• [TO DO] How many lines in the entries below contain the word "reflection", matching its case exactly? Give only the number.

• [Dataset records about object locations]
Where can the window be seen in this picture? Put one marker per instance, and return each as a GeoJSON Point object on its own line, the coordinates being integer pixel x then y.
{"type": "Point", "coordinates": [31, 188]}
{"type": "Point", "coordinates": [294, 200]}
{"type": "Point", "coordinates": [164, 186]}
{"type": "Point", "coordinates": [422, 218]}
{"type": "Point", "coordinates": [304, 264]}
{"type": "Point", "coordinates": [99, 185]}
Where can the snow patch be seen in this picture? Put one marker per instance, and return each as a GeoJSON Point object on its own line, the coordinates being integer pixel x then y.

--

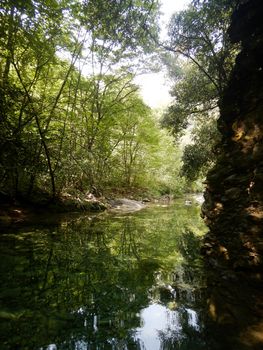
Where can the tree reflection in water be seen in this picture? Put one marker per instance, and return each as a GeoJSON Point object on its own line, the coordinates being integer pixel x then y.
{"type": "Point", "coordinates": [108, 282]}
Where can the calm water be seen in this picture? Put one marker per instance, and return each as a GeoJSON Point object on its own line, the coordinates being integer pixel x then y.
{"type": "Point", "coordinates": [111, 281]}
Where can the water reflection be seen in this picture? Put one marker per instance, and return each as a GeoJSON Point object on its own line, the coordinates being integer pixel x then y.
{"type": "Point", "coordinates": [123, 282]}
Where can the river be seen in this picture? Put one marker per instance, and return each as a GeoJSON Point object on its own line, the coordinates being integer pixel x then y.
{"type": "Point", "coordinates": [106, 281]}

• [TASK OUTPUT] 2